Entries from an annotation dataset
====================
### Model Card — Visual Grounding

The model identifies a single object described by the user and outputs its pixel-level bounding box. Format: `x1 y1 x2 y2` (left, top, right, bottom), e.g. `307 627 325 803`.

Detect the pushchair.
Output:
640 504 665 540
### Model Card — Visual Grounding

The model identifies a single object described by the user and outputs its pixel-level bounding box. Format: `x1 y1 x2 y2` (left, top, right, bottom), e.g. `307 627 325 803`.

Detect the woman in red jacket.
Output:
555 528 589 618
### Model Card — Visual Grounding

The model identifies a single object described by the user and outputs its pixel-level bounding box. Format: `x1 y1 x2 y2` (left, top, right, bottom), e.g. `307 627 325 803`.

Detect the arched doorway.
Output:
====================
● Requirements: Express each line of the material above as a string in a JSON list, one string per line, leaving out blank lines.

● Expected answer:
[
  "### Model Card — Visual Grounding",
  "The model identifies a single object described by the user and outputs its pixel-level bounding box. Format: `x1 y1 x2 y2` (left, top, right, bottom), e.g. `307 627 325 803`.",
  "Detect the pushchair.",
  "Output:",
  "640 504 665 540",
  "### Model Card — Visual Grounding",
  "The model identifies a single object described by the user and outputs its pixel-level bounding box. Format: `x1 y1 x2 y2` (left, top, right, bottom), e.g. `307 627 325 803`.",
  "Detect the woman in red jacket.",
  "Output:",
  "555 528 589 618",
  "### Model Card — Visual Grounding",
  "The model identifies a single object described by the user and outputs its pixel-level bounding box. Format: `x1 y1 x2 y2` (left, top, right, bottom), e.g. `307 627 325 803`.",
  "Detect the arched doorway.",
  "Output:"
]